*TEXT SEGMENT*:
== Segment start ==

Redneck - 2 weeks ago
IMO, any serious prepper needs to consider civil unrest as a threat. That is one reason why I live way out in the country. Being way out can be inconvenient however such a location is great if there is civil unrest. Our country has grown to expect the government to solve any problem and be there to save the day. Just look at how people handle hurricanes. Many expect the government to bus them out of the danger area, put them up in temporary housing & feed them afterwards. What happens if the event is too big for a proper government response? Yep, civil unrest.
Chameleon - 1 week ago
yes I am. Primarily prep for that and I guess a downed grid situation. Agree with Redneck
Winston Smith - 7 days ago
Many don’t have to anticipate civil unrest, they’re in the middle of it. Granted, it could be a lot worse for many more. Major problems are not far away. I heard today that some Walmarts are going to return to limiting the number of people in the stores. Overnight our comfortable way of life can collapse.
I really like this website.

== Segment end ==

Image-backed grounding data
== Segment start ==

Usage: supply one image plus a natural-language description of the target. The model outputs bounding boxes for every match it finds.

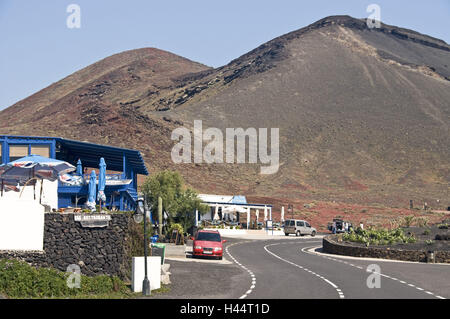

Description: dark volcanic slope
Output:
[153,17,450,205]
[0,16,450,206]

== Segment end ==

*GOAL OF THE EXERCISE*:
Answer from the forum thread:
(a) What does Redneck say many people expect the government to do for them during hurricanes?
(b) Besides civil unrest, what situation does Chameleon say they prep for?
(c) What did Winston Smith hear about some Walmarts?
The records come from a different source than the forum thread.

*WRITTEN REPLY*:
(a) To bus them out of the danger area, put them up in temporary housing and feed them afterwards.
(b) A downed grid situation.
(c) Some Walmarts are going to return to limiting the number of people in the stores.